(Tugas Wajib):
Tuliskan kembali seluruh kutipan berita tentang pernyataan Sekum Muhammadiyah soal pemilu, sama persis tanpa ada yang diubah.

(Kutipan Pilihan):
---
Rabu 16 Nov 2022 12:31 WIB

Sekum Muhammadiyah: Pemilu Sering Kali Dihinggapi Penyakit Politik Oligarki

Muhammadiyah membahas isu suksesi kepemimpinan.

Rep: Fuji E Permana/ Red: Muhammad Hafil
 Sekum Muhammadiyah: Pemilu Seringkali Dihinggapi Penyakit Politik Oligarki. Foto:  Logo Muhammadiyah.
Foto: Antara
Sekum Muhammadiyah: Pemilu Seringkali Dihinggapi Penyakit Politik Oligarki. Foto: Logo Muhammadiyah.

REPUBLIKA.CO.ID,JAKARTA -- Sekretaris Umum (Sekum) Pimpinan Pusat (PP) Muhammadiyah, Prof Abdul Mu'ti, menyampaikan, Muhammadiyah dan isu-isu strategis keumatan, kebangsaan dan kemanusiaan universal salah satunya membahas tentang suksesi kepemimpinan 2024. Hal tersebut disampaikannya dalam Diskusi Media Road To Muktamar bertema "Suksesi Kepemimpinan 2024" di Aula Lantai 6 Menara At Tanwir Pimpinan Pusat Muhammadiyah pada Selasa (15/11/2022).

Prof Mu'ti mengatakan, bangsa Indonesia sesuai konstitusi setiap lima tahun sekali menggelar suksesi kepemimpinan. Yaitu Pemilu 2024 yang akan diselenggarakan secara serentak, di antaranya pemilu presiden-wakil presiden, DPR RI, dan DPD RI.

Baca Juga

"Praktik normalisasi praktik politik uang, oligarki partai, pragmatisme politik, candidate centered, dan pembelahan politik menjadikan pemilu lima tahunnya seringkali tidak menjadi ajang untuk melipatgandakan politik yang berorientasi pada kerja, pengkhidmatan, dan politik harapan (politics of hopes) namun lebih dihinggapi penyakit politik oligarki dan haus kekuasaan," kata Prof Mu'ti di Menara At Tanwir Pimpinan Pusat Muhammadiyah, Selasa (15/11/2022).
---
Catatan anotasi titik:

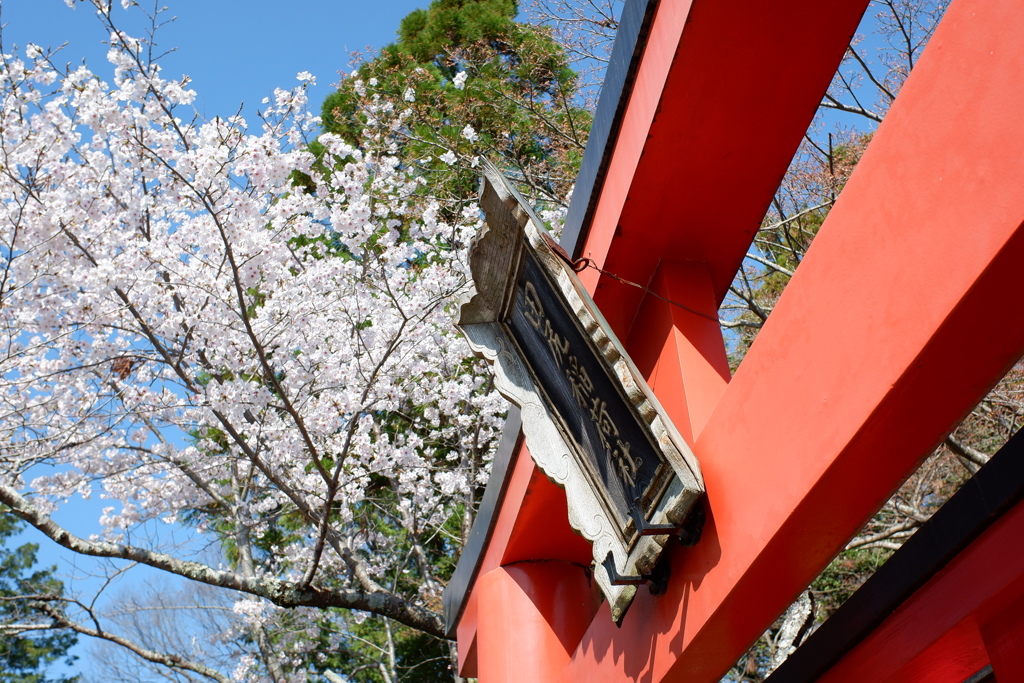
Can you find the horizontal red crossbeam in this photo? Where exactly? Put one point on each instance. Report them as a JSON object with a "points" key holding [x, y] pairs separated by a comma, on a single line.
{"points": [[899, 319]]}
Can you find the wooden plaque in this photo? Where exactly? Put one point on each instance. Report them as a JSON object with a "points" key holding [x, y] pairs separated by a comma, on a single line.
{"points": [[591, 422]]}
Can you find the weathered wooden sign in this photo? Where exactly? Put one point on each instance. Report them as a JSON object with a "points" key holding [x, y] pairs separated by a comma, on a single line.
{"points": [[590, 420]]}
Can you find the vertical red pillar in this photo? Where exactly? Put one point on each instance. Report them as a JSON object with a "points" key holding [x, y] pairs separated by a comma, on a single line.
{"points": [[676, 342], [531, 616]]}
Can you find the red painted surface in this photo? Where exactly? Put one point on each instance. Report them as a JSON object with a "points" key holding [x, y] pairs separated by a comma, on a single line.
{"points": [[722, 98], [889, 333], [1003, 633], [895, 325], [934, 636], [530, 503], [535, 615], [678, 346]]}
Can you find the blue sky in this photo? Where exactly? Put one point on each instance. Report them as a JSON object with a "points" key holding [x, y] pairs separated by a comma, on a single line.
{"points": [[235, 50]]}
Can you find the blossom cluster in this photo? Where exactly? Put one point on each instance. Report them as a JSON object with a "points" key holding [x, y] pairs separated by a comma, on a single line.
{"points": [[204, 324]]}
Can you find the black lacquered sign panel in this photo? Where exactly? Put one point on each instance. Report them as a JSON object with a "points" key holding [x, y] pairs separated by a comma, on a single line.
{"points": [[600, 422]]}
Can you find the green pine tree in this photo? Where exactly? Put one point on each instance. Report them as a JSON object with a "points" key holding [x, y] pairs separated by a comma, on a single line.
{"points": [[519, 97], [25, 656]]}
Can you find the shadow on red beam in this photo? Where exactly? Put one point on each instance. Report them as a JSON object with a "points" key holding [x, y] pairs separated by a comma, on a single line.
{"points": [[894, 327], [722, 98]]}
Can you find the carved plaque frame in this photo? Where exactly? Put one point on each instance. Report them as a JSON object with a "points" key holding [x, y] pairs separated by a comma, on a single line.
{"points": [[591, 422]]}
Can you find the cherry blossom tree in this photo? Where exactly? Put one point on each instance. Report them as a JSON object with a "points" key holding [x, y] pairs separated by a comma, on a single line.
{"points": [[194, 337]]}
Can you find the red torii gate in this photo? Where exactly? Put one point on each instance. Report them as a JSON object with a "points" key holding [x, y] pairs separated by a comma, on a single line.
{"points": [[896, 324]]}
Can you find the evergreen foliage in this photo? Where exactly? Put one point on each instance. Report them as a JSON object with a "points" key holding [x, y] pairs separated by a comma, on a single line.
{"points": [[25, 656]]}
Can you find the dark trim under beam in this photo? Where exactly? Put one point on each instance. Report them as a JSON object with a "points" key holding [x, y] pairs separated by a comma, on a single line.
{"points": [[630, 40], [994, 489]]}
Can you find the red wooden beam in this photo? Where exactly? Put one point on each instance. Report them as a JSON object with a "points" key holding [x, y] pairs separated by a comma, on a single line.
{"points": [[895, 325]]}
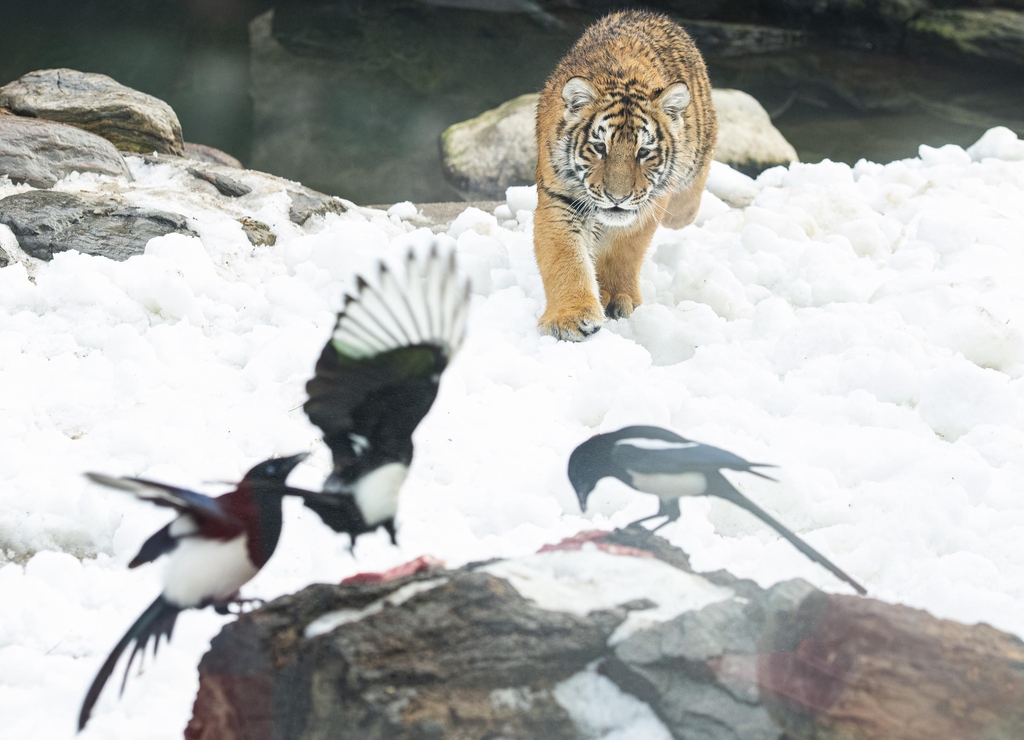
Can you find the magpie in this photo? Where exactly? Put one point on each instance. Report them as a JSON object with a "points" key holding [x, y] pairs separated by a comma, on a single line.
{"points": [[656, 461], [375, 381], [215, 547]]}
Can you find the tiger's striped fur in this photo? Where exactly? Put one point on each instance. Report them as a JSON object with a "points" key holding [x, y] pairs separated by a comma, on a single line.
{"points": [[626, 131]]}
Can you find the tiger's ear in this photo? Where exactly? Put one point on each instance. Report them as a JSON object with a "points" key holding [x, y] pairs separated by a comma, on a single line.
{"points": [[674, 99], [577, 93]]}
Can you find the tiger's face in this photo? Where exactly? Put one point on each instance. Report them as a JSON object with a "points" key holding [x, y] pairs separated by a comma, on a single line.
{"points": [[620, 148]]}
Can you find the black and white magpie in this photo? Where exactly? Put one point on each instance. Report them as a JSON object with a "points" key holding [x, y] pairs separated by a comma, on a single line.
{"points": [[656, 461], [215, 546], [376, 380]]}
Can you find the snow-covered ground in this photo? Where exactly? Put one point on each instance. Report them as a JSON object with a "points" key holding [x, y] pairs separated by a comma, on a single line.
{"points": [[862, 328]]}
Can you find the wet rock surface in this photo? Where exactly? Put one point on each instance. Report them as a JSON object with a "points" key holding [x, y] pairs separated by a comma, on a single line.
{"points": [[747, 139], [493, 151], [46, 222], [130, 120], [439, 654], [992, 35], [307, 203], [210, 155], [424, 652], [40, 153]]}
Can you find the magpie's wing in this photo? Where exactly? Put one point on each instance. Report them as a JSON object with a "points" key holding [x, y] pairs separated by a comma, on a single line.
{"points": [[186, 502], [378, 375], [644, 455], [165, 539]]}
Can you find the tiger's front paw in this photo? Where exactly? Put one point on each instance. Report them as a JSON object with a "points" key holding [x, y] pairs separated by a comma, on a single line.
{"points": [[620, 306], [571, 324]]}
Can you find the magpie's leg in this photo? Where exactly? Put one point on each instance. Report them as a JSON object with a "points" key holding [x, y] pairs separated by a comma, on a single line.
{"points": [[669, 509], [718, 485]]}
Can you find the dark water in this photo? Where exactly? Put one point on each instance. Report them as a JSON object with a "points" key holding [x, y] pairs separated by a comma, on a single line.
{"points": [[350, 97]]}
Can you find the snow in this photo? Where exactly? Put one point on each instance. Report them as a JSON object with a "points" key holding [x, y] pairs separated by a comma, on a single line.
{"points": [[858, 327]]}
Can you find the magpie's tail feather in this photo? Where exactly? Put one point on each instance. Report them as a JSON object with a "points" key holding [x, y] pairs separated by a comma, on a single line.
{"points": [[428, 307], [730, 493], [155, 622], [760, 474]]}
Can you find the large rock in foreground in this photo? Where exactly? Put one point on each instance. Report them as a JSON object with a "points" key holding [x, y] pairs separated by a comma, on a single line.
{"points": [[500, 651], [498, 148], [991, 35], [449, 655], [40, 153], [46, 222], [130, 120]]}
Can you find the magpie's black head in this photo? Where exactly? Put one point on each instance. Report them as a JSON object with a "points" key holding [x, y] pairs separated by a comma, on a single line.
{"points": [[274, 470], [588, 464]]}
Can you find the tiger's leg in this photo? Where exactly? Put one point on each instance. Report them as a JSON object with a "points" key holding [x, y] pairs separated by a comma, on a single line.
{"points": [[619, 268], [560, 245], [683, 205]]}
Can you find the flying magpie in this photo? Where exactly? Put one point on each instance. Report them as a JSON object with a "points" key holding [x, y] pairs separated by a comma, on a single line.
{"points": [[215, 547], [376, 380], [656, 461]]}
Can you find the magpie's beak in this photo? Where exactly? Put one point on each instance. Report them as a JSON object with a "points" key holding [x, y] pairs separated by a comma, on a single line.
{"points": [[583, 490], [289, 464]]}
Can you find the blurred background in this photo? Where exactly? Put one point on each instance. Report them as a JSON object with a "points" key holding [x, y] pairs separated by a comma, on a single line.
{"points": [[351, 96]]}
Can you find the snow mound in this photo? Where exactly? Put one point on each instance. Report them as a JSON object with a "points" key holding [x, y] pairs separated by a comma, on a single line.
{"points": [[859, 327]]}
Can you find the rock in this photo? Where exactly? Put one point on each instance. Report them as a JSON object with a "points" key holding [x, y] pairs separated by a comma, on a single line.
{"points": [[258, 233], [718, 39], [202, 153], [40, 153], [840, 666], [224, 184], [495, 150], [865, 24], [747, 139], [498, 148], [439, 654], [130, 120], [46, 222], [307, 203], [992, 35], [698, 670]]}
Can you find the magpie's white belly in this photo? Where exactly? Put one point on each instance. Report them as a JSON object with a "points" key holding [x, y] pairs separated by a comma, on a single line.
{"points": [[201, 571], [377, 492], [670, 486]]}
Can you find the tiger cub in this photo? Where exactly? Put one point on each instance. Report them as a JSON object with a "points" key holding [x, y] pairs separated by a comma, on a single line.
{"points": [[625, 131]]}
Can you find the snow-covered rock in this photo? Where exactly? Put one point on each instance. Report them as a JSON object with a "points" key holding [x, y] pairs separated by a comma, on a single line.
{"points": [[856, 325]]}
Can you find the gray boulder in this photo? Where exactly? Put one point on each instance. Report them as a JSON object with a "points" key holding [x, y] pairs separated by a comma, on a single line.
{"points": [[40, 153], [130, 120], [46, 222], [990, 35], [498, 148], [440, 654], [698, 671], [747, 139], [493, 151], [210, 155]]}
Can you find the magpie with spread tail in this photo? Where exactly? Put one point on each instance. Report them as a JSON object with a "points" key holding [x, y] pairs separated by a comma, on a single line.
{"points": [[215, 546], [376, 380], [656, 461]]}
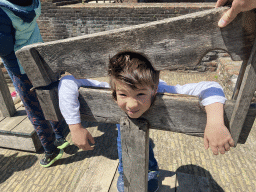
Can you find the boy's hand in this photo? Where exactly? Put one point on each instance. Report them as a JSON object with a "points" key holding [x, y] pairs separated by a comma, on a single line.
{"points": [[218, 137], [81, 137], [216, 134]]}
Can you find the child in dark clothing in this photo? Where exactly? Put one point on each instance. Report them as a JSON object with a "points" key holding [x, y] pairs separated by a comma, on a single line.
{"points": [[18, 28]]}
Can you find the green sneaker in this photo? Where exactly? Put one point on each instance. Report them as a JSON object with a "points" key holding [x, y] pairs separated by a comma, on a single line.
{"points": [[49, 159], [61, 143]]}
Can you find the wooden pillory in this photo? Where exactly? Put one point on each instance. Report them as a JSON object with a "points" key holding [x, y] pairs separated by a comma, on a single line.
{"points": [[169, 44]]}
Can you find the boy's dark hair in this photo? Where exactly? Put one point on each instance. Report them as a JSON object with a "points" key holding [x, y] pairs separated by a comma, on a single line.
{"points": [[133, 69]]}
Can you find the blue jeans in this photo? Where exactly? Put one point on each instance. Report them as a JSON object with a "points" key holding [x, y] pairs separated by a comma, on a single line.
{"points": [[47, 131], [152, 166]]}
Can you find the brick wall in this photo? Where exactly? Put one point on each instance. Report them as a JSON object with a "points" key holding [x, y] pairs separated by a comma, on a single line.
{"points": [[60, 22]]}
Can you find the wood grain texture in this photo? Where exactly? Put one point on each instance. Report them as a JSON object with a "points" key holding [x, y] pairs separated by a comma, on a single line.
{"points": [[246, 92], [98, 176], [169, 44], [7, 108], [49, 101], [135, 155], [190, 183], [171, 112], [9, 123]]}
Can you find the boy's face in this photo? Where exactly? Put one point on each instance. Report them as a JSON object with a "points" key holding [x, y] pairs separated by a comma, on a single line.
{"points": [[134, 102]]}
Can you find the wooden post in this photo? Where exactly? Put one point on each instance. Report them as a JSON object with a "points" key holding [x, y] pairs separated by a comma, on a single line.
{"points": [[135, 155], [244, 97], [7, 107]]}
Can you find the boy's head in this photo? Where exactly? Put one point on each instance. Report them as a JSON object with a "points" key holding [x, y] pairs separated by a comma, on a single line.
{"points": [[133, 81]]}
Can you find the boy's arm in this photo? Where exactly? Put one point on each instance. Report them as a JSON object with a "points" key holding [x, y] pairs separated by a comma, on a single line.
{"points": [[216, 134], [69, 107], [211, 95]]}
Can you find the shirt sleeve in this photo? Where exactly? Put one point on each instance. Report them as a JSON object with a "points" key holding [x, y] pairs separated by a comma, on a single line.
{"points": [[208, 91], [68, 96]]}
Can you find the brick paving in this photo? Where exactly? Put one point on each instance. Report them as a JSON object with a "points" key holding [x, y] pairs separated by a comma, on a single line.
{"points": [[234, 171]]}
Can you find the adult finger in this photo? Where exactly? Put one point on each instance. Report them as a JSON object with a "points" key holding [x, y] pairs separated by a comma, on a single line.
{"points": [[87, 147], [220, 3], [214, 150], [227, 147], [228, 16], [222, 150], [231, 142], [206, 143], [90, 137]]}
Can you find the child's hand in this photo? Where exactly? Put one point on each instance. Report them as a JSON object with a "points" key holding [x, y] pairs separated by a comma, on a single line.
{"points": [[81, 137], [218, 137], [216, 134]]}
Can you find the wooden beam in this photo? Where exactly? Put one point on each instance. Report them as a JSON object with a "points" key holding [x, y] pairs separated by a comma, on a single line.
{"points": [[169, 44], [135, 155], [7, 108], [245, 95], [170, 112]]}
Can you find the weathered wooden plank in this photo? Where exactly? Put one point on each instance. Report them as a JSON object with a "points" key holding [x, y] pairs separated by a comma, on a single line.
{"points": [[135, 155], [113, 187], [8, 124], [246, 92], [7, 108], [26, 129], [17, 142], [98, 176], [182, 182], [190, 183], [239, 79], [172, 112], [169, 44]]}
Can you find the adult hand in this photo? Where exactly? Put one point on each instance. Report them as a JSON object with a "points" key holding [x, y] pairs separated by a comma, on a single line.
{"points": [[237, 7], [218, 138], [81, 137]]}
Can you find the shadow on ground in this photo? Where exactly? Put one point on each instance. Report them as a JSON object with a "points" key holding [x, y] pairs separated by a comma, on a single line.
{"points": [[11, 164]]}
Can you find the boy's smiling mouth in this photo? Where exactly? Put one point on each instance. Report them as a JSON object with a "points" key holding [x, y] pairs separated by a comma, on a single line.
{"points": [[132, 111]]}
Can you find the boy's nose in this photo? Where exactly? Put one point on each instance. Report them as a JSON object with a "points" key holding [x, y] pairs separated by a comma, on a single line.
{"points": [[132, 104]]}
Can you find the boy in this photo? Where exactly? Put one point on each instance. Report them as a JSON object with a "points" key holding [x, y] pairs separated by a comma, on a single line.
---
(Jawaban Latihan):
Rabu 16 Nov 2022 12:31 WIB

Sekum Muhammadiyah: Pemilu Sering Kali Dihinggapi Penyakit Politik Oligarki

Muhammadiyah membahas isu suksesi kepemimpinan.

Rep: Fuji E Permana/ Red: Muhammad Hafil
 Sekum Muhammadiyah: Pemilu Seringkali Dihinggapi Penyakit Politik Oligarki. Foto:  Logo Muhammadiyah.
Foto: Antara
Sekum Muhammadiyah: Pemilu Seringkali Dihinggapi Penyakit Politik Oligarki. Foto: Logo Muhammadiyah.

REPUBLIKA.CO.ID,JAKARTA -- Sekretaris Umum (Sekum) Pimpinan Pusat (PP) Muhammadiyah, Prof Abdul Mu'ti, menyampaikan, Muhammadiyah dan isu-isu strategis keumatan, kebangsaan dan kemanusiaan universal salah satunya membahas tentang suksesi kepemimpinan 2024. Hal tersebut disampaikannya dalam Diskusi Media Road To Muktamar bertema "Suksesi Kepemimpinan 2024" di Aula Lantai 6 Menara At Tanwir Pimpinan Pusat Muhammadiyah pada Selasa (15/11/2022).

Prof Mu'ti mengatakan, bangsa Indonesia sesuai konstitusi setiap lima tahun sekali menggelar suksesi kepemimpinan. Yaitu Pemilu 2024 yang akan diselenggarakan secara serentak, di antaranya pemilu presiden-wakil presiden, DPR RI, dan DPD RI.

Baca Juga

"Praktik normalisasi praktik politik uang, oligarki partai, pragmatisme politik, candidate centered, dan pembelahan politik menjadikan pemilu lima tahunnya seringkali tidak menjadi ajang untuk melipatgandakan politik yang berorientasi pada kerja, pengkhidmatan, dan politik harapan (politics of hopes) namun lebih dihinggapi penyakit politik oligarki dan haus kekuasaan," kata Prof Mu'ti di Menara At Tanwir Pimpinan Pusat Muhammadiyah, Selasa (15/11/2022).